<<<<
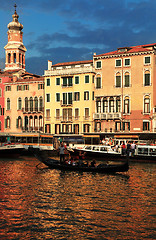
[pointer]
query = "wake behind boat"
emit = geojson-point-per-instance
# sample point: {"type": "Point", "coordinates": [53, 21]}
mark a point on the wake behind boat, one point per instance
{"type": "Point", "coordinates": [101, 168]}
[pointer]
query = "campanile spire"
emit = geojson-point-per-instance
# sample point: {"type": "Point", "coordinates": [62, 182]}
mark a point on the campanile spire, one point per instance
{"type": "Point", "coordinates": [15, 49]}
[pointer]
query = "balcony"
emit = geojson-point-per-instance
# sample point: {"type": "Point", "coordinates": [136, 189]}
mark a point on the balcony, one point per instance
{"type": "Point", "coordinates": [70, 71]}
{"type": "Point", "coordinates": [106, 116]}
>>>>
Actualisez la liste en remplaçant chaque occurrence de « mark » par « place », sans rien changer d'autre. Laissez les images hors de votre réponse.

=== Réponse ===
[pointer]
query = "wake behind boat"
emit = geojson-point-per-instance
# sample point: {"type": "Point", "coordinates": [53, 21]}
place a point on the wake behind boat, one point per instance
{"type": "Point", "coordinates": [101, 168]}
[pointer]
query = "campanile spire"
emit = geojson-point-per-instance
# sample point: {"type": "Point", "coordinates": [62, 182]}
place a point on the campanile spire, one point per instance
{"type": "Point", "coordinates": [15, 49]}
[pointer]
query = "balcony"
emit = geojson-point-per-instance
# sample point: {"type": "Point", "coordinates": [136, 189]}
place a point on the balcony, one point per instance
{"type": "Point", "coordinates": [70, 71]}
{"type": "Point", "coordinates": [106, 116]}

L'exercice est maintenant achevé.